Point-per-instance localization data
============

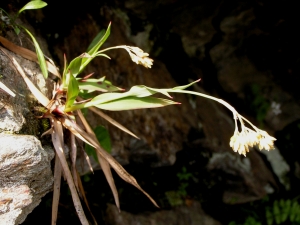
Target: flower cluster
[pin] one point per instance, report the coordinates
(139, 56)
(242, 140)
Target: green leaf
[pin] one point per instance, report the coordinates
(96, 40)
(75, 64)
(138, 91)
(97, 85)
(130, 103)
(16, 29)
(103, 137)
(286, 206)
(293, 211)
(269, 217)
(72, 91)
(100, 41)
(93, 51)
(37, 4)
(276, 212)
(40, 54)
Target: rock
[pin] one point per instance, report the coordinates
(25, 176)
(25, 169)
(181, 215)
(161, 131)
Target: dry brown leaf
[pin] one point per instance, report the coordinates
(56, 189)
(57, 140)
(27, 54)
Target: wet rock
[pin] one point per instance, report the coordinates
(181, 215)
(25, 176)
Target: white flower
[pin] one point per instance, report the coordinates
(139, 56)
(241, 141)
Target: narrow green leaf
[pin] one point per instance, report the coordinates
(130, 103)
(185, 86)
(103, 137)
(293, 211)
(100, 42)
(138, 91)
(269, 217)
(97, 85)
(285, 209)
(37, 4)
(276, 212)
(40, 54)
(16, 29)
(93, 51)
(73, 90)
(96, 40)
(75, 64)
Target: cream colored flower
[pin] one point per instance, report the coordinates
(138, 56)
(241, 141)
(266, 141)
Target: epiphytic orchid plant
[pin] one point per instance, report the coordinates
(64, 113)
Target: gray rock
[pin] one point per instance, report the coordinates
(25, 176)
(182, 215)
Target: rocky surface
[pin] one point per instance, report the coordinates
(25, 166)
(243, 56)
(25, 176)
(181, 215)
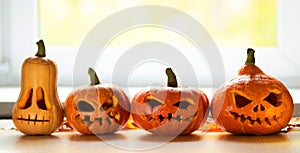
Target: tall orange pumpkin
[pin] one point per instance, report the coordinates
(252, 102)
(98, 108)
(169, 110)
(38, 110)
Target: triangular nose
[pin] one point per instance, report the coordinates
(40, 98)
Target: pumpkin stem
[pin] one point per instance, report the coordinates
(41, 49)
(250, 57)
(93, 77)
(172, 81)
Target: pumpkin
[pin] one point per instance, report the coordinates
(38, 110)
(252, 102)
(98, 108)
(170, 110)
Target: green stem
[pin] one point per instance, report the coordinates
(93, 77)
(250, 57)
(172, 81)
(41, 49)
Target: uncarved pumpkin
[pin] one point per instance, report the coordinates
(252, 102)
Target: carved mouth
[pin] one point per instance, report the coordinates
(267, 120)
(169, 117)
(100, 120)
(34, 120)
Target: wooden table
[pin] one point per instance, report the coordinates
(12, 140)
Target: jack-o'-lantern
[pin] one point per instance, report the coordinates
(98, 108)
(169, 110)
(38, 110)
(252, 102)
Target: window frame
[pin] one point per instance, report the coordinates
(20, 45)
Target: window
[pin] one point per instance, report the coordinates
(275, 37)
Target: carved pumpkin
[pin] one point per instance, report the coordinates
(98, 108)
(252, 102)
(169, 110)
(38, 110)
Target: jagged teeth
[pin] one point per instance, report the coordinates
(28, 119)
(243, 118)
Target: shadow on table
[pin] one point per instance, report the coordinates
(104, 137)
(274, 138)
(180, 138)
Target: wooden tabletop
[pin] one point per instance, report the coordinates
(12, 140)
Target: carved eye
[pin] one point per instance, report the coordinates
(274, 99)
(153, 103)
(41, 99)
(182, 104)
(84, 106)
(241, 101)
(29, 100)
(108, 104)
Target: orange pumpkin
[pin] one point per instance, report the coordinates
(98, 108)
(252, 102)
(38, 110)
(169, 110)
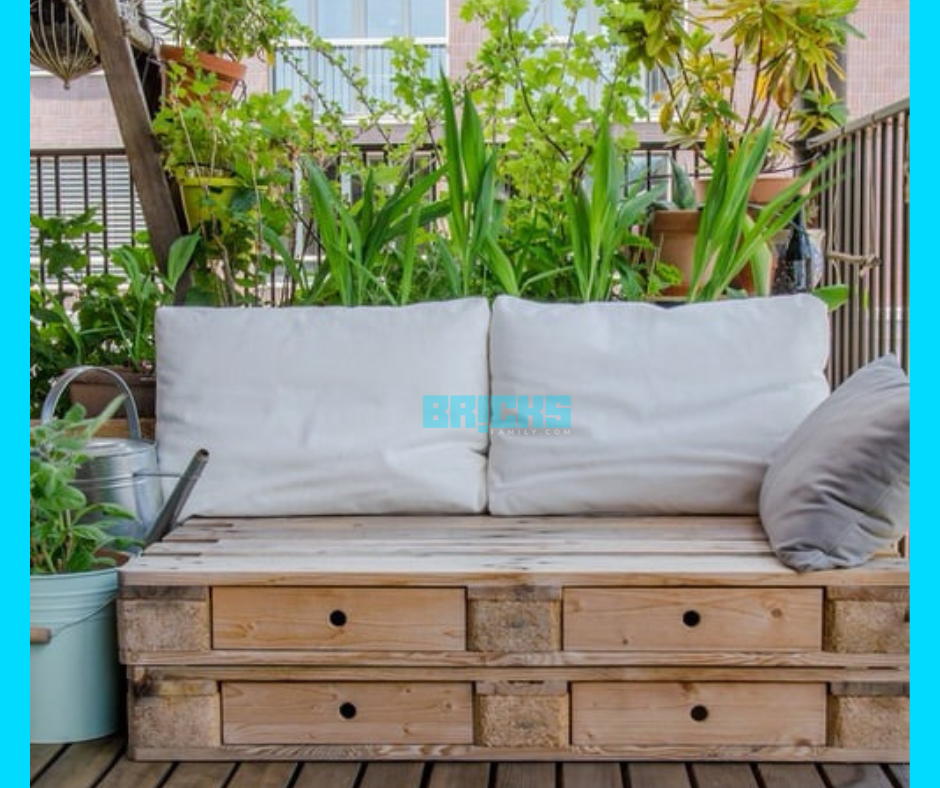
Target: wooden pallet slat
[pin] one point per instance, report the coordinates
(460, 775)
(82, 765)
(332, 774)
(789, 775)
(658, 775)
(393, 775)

============

=== ASSIGNED TASK ===
Skipping all images, print the data above a second time exactly.

=== ANSWER AREA ===
Target: flower cluster
[pin] one point per instance, report the coordinates
(139, 56)
(242, 140)
Target: green leaf
[pin] one point per instance, report the coordinates
(96, 40)
(75, 64)
(138, 91)
(97, 85)
(130, 103)
(16, 29)
(103, 137)
(286, 206)
(293, 211)
(269, 217)
(72, 91)
(100, 41)
(93, 51)
(37, 4)
(276, 212)
(40, 54)
Target: rock
[pin] one point per instance, report the coordinates
(25, 176)
(25, 169)
(181, 215)
(161, 131)
Target: dry brown leaf
[pin] one point per instance, report the coordinates
(56, 189)
(57, 140)
(27, 54)
Target: wet rock
[pin] one point per instance, report the coordinates
(181, 215)
(25, 176)
Target: white flower
[pin] one point per instance, report the coordinates
(139, 56)
(241, 141)
Target: narrow green leaf
[pin] one point per instance, report the coordinates
(130, 103)
(185, 86)
(103, 137)
(293, 211)
(100, 42)
(138, 91)
(269, 217)
(97, 85)
(285, 209)
(37, 4)
(276, 212)
(40, 54)
(16, 29)
(93, 51)
(73, 90)
(96, 40)
(75, 64)
Target: cream colored flower
[pin] one point per instance, report the coordinates
(138, 56)
(241, 141)
(266, 141)
Target: epiphytic orchid plant
[pin] one point per instance, report the coordinates
(64, 113)
Target: gray rock
[pin] one point per instance, report the coordinates
(25, 176)
(182, 215)
Target: rocky surface
[pin] one point per instance, report the coordinates
(25, 166)
(243, 56)
(25, 176)
(181, 215)
Target: tall orange pumpkin
[pin] one point per instance, report the coordinates
(252, 102)
(98, 108)
(169, 110)
(38, 110)
Target: triangular nose
[pin] one point per instance, report the coordinates
(40, 98)
Target: pumpkin stem
[pin] one point per instance, report the coordinates
(41, 49)
(250, 57)
(93, 77)
(172, 81)
Target: pumpkin
[pin] one point per instance, report the coordinates
(38, 110)
(252, 102)
(98, 108)
(170, 110)
Target: green stem
[pin] one point per instance, report the coordinates
(93, 77)
(250, 57)
(172, 81)
(41, 49)
Target: uncarved pumpkin
[pin] one point per instance, report the coordinates
(252, 102)
Target: carved mouth
[pin] one point per instance, report the coordinates
(267, 120)
(169, 117)
(100, 120)
(34, 120)
Target: wooden table
[pin] one point per instance, report the coordinates
(12, 140)
Target: jack-o'-lantern
[pin] one point per instance, report the coordinates
(98, 108)
(169, 110)
(38, 110)
(252, 102)
Target: window frame
[pin] one point per instance, report the coordinates
(20, 45)
Target: window
[pin] one point per instance, report the coordinates
(275, 37)
Target: carved pumpkin
[pin] one point per instance, report the coordinates
(98, 108)
(252, 102)
(169, 110)
(38, 110)
Target: jagged teeth
[pin] one point per instance, report the coordinates
(28, 119)
(243, 118)
Target: shadow on table
[pin] one point per instance, report the coordinates
(104, 137)
(274, 138)
(180, 138)
Target: wooden tabletop
[pin] one point per instance, report the coordinates
(12, 140)
Target: carved eye
[pin] one point per instance, report the coordinates
(274, 99)
(153, 103)
(41, 99)
(182, 104)
(84, 106)
(241, 101)
(29, 100)
(108, 104)
Target: orange pumpkin
[pin] one point per instance, report the coordinates
(98, 108)
(252, 102)
(38, 110)
(169, 110)
Target: wooden pallet slat
[pin] one point per instance, report the coordinates
(460, 775)
(82, 765)
(332, 774)
(789, 775)
(658, 775)
(393, 775)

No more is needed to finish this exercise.